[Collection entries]
● ● ● ● ● ● ●
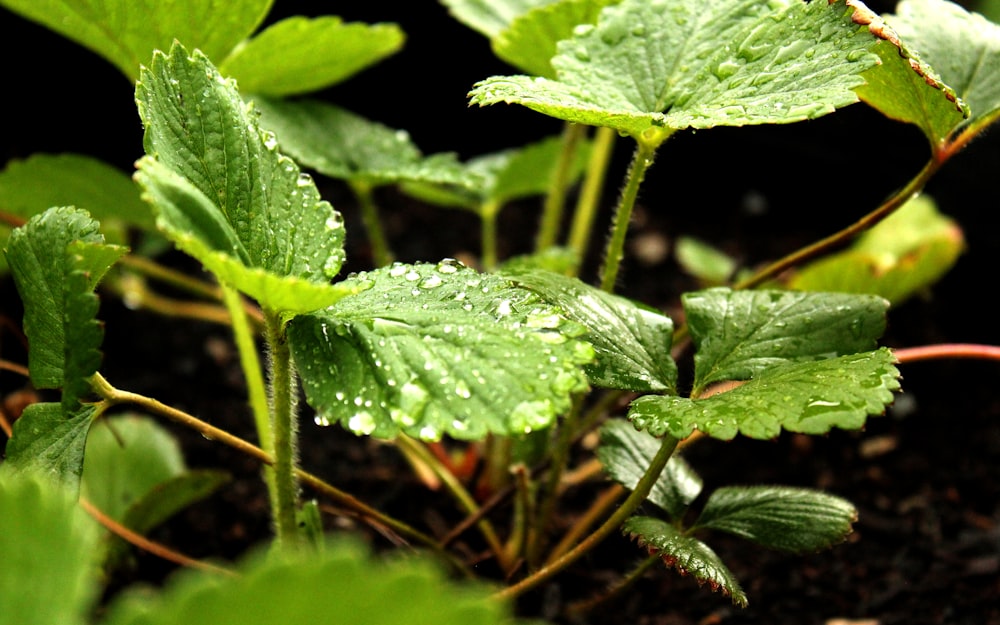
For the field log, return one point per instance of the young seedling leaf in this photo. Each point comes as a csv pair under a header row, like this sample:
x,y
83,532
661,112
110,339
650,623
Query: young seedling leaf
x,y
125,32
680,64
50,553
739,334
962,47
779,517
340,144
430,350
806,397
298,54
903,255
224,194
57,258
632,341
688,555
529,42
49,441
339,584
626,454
● ● ● ● ● ● ●
*EXERCISE*:
Reproduce the material above word for word, leaving out the pictures.

*OUTPUT OF THE TASK*:
For the field log, return one point per instance of the young seedling leaf in this photo. Each point comes as a csv pair under a header row, like this sample:
x,y
83,532
661,112
110,339
650,623
Query: young seedling leaf
x,y
125,32
680,64
50,553
739,334
962,47
779,517
340,144
430,350
806,397
298,54
903,255
224,194
57,258
632,341
688,555
529,42
49,441
339,584
626,454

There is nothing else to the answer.